JOB:
Quote the whole listing verbatim.

SOURCE MATERIAL:
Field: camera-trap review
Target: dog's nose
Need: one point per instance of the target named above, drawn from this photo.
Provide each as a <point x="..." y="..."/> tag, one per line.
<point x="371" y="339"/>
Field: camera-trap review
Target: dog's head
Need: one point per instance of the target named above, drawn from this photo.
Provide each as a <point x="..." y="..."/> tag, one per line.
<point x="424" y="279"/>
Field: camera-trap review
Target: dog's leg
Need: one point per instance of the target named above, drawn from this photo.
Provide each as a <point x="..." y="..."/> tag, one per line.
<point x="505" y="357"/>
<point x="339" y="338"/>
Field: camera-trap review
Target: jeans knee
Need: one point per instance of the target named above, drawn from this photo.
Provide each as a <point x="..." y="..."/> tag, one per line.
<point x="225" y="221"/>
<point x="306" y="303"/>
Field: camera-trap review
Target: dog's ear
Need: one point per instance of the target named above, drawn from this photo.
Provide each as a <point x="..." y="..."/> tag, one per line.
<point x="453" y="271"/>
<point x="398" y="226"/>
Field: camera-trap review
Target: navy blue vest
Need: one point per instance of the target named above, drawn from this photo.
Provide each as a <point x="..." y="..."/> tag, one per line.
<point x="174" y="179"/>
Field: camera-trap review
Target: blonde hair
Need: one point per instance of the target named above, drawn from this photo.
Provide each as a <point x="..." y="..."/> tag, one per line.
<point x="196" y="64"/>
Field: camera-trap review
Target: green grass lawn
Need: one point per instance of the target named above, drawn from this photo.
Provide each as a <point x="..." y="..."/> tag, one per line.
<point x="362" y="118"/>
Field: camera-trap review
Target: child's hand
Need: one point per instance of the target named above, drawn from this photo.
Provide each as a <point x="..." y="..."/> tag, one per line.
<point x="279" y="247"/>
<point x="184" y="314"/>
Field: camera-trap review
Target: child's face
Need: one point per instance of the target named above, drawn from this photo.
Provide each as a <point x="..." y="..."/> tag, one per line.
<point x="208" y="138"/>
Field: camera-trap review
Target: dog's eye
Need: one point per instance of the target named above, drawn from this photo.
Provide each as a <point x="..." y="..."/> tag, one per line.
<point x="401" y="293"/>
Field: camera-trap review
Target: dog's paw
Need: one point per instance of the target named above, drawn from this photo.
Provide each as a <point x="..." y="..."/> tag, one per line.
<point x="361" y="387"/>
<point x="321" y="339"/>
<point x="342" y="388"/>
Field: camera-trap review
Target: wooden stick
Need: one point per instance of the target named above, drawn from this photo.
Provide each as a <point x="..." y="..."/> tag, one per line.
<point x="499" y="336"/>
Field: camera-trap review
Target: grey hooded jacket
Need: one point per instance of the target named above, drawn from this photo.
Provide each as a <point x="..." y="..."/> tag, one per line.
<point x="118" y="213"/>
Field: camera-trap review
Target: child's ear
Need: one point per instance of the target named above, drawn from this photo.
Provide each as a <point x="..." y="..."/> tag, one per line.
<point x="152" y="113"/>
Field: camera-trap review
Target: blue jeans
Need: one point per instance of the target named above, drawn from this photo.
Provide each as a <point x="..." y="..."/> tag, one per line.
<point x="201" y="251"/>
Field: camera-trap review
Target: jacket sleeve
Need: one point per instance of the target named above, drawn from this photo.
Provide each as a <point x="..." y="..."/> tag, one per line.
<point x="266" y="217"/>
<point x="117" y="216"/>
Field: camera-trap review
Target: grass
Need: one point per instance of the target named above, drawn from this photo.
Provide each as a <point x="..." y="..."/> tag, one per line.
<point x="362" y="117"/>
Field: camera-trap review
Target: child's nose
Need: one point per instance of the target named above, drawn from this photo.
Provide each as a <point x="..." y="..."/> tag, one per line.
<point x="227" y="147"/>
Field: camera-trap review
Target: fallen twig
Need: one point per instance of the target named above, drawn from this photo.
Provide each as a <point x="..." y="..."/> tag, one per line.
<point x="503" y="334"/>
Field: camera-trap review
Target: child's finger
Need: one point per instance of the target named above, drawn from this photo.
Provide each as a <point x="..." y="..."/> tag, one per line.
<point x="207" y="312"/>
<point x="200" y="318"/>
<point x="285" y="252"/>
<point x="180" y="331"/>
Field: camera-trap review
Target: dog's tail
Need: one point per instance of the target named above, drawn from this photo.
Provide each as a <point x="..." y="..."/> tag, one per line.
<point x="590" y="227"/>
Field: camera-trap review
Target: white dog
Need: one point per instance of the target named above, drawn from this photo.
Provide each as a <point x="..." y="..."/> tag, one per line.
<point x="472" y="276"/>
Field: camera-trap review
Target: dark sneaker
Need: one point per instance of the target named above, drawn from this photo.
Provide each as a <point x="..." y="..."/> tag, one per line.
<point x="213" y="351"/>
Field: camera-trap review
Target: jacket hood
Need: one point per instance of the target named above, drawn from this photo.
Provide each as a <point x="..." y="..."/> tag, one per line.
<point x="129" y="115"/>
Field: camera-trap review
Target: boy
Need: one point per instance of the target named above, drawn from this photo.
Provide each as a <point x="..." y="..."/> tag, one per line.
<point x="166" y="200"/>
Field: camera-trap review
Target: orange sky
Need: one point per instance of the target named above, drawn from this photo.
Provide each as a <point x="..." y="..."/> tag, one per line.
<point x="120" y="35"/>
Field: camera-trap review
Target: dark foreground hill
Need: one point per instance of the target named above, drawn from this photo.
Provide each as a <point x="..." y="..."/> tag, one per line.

FULL SOLUTION:
Field: camera-trap review
Target: dog's nose
Need: one point per instance of the target named above, drawn from this photo.
Provide each as a <point x="..." y="..."/> tag, one per line.
<point x="371" y="339"/>
Field: camera-trap review
Target: dog's head
Need: one point per instance of the target named above, drawn from this photo.
Provide each as a <point x="..." y="..."/> tag, one per line.
<point x="424" y="279"/>
Field: camera-trap review
Target: dog's leg
Need: one point per instance of the target named above, drawn from this photo.
Provide each as a <point x="..." y="..."/> tag, one per line.
<point x="505" y="357"/>
<point x="339" y="338"/>
Field: camera-trap review
Target: jeans knee
Need: one point per instance of the target named above, drawn from this photo.
Provide each as a <point x="..." y="..."/> tag, one per line.
<point x="225" y="221"/>
<point x="306" y="303"/>
Field: camera-trap review
Target: dog's ear
Need: one point per instance of the target named above, drawn from this photo.
Provide each as a <point x="..." y="..."/> tag, one per line.
<point x="453" y="271"/>
<point x="398" y="226"/>
Field: camera-trap review
Target: navy blue vest
Need: one point per instance of the target named above, drawn from this photo.
Provide each as a <point x="..." y="..."/> tag, one per line.
<point x="174" y="179"/>
Field: camera-trap review
Target: blonde hair
Need: one point per instance of the target named above, drawn from this photo.
Provide each as a <point x="..." y="..."/> tag, one per line.
<point x="196" y="64"/>
Field: camera-trap review
Target: green grass lawn
Need: one point per instance of the target named above, drawn from this photo.
Provide each as a <point x="..." y="..."/> tag, one per line.
<point x="362" y="118"/>
Field: camera-trap review
Target: child's hand
Need: one point per instance of the target named above, drawn from this photo.
Provide each as a <point x="..." y="..."/> tag, one per line.
<point x="279" y="247"/>
<point x="184" y="314"/>
Field: camera-trap review
Target: child's face
Need: one point per instance of the target named above, drawn from this photo.
Provide each as a <point x="..." y="..."/> tag, one per line.
<point x="208" y="138"/>
Field: camera-trap review
Target: dog's eye
Need: one point per instance of the target named above, drawn from this photo.
Provide each as a <point x="..." y="..."/> tag, one per line.
<point x="401" y="293"/>
Field: camera-trap review
Target: dog's paw
Need: one point per instance of the target named above, drawn from this photo.
Provide each as a <point x="..." y="..."/> tag, one per line.
<point x="361" y="387"/>
<point x="321" y="339"/>
<point x="342" y="388"/>
Field: camera-trap review
Target: wooden stick
Need: one point per instance of the target named above, drawn from this photo.
Provide each as a <point x="..." y="..."/> tag, one per line.
<point x="499" y="336"/>
Field: camera-trap review
Target: grey hooded jacket
Need: one point per instance of the target named above, drawn from this photo.
Provide each as a <point x="..." y="..."/> tag, one per line.
<point x="118" y="213"/>
Field: camera-trap review
Target: child's ear
Need: one point per instance of the target named above, drawn from this photo.
Provide each as a <point x="..." y="..."/> tag, one per line.
<point x="152" y="113"/>
Field: camera-trap review
Target: blue jeans
Need: one point per instance of the target named above, drawn from this photo.
Provide each as a <point x="..." y="..."/> tag, one per line.
<point x="201" y="251"/>
Field: camera-trap review
Target: jacket sleeve
Need: one point per instance of the target named above, drawn from this photo.
Provide each as a <point x="..." y="..."/> tag, one per line.
<point x="266" y="217"/>
<point x="117" y="216"/>
Field: camera-trap review
Target: grass
Need: one point per instance of the target named above, drawn from this photo.
Provide each as a <point x="..." y="..."/> tag, one per line.
<point x="362" y="117"/>
Field: camera-trap review
Target: child's nose
Need: one point per instance of the target named above, drawn from this photo.
Provide each as a <point x="..." y="..."/> tag, one per line.
<point x="227" y="147"/>
Field: camera-trap review
Target: fallen twig
Need: one point per instance of the target named above, drawn from this photo.
Provide each as a <point x="..." y="..."/> tag, one per line.
<point x="503" y="334"/>
Field: camera-trap review
Target: child's finger
Need: one point per instance of the target named above, drawn from this photo.
Provide each as a <point x="..." y="..."/> tag, one per line.
<point x="207" y="312"/>
<point x="200" y="318"/>
<point x="285" y="252"/>
<point x="180" y="331"/>
Field: camera-trap review
Target: dog's tail
Need: one point per instance of the target named above, drawn from this photo.
Provide each as a <point x="..." y="..."/> tag, one per line.
<point x="590" y="227"/>
Field: camera-trap review
Target: white dog
Need: one point per instance of the target named above, drawn from this photo.
Provide each as a <point x="..." y="..."/> tag, one per line.
<point x="472" y="276"/>
Field: camera-trap review
Target: dark sneaker
Need: one point per instance of the target named above, drawn from this photo.
Provide each as a <point x="..." y="..."/> tag, one per line.
<point x="213" y="351"/>
Field: camera-trap review
Target: jacket hood
Need: one point per instance of the target named above, drawn from this photo.
Provide each as a <point x="..." y="..."/> tag, one per line.
<point x="129" y="115"/>
Field: camera-trap review
Target: boy
Need: one point per instance of the target named above, drawn from this photo.
Provide each as a <point x="..." y="..."/> tag, one per line.
<point x="166" y="200"/>
Field: camera-trap review
Target: orange sky
Need: one point per instance of the target named above, drawn from this photo.
Provide each as a <point x="..." y="..."/> tag, one per line.
<point x="120" y="35"/>
Field: camera-trap review
Target: dark foreground hill
Need: one point per instance of the target named above, drawn from this photo.
Provide each as a <point x="..." y="..."/> tag, one per line.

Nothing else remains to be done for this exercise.